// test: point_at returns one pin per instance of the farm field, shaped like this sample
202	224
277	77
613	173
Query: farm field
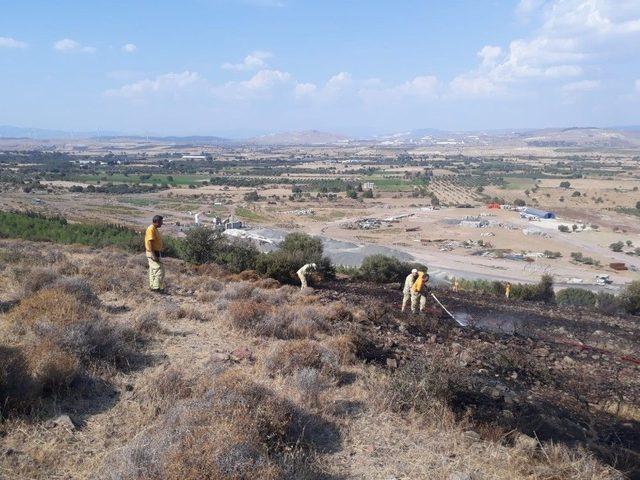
========
### DIRECTIONS FOR THIS TASK
Retype every row above verbatim, leaving out the picture.

### OUTPUT FOR THIS TASK
// test: point_at returns one pin per instance of the farm field, shaped like this sample
202	224
277	77
613	173
Query: farm field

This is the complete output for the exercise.